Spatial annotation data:
____________

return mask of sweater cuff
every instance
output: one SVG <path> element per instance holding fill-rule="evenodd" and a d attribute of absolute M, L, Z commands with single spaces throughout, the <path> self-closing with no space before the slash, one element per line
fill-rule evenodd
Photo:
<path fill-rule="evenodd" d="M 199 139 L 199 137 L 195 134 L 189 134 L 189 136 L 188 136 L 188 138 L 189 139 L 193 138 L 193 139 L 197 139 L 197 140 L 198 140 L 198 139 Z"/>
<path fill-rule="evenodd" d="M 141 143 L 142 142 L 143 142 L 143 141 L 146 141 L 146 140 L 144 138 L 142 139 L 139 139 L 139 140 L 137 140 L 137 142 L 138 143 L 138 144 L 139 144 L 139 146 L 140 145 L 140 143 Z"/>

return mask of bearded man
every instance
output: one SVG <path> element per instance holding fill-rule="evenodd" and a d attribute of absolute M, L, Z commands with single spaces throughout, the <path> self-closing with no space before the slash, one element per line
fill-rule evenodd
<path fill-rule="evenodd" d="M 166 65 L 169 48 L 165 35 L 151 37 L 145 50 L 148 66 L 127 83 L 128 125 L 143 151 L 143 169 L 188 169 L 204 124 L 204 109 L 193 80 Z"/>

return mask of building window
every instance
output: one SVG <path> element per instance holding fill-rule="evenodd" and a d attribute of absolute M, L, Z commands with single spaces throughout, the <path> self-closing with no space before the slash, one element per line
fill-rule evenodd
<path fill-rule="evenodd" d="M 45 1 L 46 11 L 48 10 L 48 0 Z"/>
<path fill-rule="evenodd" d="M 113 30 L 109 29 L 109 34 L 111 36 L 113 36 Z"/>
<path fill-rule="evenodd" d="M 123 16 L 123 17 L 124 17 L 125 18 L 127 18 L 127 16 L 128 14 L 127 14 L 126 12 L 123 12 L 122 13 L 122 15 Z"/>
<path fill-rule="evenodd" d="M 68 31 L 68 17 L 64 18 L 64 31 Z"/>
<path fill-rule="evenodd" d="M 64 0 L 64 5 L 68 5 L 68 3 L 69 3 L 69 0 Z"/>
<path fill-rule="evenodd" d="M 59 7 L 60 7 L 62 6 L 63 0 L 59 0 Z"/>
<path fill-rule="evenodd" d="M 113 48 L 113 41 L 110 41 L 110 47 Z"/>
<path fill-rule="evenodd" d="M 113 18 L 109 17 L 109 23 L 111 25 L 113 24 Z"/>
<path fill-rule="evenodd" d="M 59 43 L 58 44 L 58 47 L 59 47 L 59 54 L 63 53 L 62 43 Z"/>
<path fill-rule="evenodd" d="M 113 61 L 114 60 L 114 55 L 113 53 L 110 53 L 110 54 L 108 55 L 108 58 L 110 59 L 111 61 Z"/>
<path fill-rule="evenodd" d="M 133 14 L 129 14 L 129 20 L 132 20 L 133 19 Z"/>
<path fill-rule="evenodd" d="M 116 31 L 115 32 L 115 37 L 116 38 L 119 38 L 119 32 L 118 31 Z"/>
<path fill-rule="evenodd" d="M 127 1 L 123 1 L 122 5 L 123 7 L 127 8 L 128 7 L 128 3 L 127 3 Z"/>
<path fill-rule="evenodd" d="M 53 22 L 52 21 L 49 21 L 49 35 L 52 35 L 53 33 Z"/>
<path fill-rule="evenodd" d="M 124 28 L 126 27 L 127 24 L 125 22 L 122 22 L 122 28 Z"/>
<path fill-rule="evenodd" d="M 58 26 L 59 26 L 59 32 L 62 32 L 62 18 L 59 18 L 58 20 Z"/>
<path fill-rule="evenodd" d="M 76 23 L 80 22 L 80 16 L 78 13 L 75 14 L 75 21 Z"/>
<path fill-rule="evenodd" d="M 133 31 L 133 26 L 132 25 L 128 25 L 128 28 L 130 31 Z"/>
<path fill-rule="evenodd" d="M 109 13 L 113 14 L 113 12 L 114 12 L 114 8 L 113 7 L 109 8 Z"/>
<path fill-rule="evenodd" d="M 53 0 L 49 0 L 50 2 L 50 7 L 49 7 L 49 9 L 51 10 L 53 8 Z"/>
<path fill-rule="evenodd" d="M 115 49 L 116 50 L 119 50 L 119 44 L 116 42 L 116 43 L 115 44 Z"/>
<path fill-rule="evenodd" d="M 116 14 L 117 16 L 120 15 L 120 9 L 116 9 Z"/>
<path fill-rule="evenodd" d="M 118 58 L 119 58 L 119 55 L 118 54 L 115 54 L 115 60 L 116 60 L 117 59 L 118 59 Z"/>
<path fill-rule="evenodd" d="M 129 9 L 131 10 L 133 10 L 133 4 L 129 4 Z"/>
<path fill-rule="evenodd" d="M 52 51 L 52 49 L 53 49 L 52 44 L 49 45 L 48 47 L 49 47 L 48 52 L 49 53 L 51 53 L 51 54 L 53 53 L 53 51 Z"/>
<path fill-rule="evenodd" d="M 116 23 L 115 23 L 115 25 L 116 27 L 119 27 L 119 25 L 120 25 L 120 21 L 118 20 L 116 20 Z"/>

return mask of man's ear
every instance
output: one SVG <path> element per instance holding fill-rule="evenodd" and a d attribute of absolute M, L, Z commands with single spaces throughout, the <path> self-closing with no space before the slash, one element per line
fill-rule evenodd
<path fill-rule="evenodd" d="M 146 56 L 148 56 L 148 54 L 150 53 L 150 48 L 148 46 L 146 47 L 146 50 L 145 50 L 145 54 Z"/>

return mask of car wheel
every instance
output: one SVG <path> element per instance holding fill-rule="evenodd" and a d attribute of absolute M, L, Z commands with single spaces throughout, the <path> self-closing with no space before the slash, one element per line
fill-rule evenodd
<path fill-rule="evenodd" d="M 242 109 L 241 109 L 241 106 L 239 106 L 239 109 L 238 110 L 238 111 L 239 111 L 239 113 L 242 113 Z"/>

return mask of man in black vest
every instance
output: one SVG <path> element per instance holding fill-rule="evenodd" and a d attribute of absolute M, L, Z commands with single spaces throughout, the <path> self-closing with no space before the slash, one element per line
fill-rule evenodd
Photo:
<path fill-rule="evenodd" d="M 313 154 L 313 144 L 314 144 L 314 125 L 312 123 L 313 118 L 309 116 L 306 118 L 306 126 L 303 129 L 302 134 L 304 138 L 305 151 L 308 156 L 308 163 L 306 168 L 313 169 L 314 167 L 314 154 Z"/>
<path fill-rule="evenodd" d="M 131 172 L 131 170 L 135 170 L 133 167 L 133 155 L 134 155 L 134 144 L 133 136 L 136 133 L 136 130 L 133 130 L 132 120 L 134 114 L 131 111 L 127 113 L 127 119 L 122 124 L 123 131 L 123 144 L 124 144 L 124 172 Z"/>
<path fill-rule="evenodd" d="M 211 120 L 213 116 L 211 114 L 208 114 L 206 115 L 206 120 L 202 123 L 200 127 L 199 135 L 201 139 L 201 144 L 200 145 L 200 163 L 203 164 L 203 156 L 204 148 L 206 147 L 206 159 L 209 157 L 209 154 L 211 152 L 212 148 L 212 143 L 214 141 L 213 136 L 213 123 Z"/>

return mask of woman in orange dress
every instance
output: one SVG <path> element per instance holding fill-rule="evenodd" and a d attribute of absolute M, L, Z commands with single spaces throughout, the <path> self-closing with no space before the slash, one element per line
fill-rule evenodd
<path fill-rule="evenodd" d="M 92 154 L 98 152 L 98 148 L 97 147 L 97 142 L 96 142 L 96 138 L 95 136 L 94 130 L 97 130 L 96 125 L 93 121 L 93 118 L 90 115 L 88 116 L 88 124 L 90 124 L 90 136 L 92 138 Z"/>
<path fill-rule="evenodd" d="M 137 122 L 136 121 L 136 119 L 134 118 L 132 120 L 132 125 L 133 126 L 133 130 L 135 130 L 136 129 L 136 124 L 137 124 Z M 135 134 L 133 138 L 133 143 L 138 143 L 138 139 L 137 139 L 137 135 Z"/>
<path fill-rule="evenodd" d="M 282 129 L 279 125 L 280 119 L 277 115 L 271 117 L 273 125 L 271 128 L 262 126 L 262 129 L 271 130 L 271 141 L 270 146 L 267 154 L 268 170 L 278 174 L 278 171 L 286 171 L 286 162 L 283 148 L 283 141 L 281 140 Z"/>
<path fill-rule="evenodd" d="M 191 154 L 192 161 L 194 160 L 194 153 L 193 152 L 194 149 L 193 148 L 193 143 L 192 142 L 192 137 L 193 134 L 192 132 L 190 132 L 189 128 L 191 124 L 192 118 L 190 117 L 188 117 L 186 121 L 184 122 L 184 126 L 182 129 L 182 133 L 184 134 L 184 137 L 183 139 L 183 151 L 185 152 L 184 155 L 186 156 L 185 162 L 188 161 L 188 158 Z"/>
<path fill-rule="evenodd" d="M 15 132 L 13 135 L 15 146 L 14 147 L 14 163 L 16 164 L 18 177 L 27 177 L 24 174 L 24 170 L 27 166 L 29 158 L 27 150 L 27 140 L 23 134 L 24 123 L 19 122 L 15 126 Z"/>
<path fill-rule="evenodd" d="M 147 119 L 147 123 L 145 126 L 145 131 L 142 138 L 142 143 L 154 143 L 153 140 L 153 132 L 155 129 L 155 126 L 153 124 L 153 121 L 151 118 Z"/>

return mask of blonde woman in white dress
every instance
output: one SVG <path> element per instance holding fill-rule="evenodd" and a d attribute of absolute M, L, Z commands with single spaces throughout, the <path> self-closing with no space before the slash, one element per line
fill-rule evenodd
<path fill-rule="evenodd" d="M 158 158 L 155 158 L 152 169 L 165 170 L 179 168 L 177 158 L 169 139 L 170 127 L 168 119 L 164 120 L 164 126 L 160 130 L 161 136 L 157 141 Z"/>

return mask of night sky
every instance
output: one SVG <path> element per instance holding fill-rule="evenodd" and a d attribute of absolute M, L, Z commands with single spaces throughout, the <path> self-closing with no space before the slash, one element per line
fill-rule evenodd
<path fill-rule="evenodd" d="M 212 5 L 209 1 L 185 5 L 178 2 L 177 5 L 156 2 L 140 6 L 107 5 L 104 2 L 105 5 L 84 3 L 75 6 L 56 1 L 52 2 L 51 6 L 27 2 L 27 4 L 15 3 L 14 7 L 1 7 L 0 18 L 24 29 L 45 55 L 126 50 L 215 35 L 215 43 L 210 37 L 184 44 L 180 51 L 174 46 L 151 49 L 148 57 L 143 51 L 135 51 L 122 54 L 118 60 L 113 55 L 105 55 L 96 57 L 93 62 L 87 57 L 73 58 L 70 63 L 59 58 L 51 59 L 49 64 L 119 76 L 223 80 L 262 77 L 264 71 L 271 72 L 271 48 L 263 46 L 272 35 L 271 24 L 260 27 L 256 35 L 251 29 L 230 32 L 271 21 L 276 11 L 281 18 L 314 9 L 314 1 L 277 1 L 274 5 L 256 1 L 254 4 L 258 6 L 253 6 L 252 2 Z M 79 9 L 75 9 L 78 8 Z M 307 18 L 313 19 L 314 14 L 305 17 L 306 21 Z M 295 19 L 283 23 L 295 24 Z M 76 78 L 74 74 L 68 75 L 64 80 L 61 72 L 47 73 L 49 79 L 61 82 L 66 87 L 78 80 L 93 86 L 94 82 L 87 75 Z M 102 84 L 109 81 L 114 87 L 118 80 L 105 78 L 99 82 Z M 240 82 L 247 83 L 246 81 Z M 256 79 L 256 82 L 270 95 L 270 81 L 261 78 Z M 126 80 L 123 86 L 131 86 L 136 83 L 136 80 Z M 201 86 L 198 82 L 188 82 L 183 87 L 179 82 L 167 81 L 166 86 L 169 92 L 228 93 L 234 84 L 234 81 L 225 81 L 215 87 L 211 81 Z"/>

____________

• [SHORT TASK]: Can you transcribe the lines of the data above, from the line with "return mask of car wheel" through the line with "242 109 L 241", both included?

• [IN RESPONSE]:
return mask of car wheel
every instance
output: one SVG <path> element per instance holding fill-rule="evenodd" and a d attribute of absolute M, L, Z commands with single spaces throughout, the <path> self-closing with no space before the slash, one element per line
fill-rule evenodd
<path fill-rule="evenodd" d="M 242 109 L 241 109 L 241 106 L 239 106 L 239 109 L 238 110 L 238 111 L 239 111 L 239 113 L 242 113 Z"/>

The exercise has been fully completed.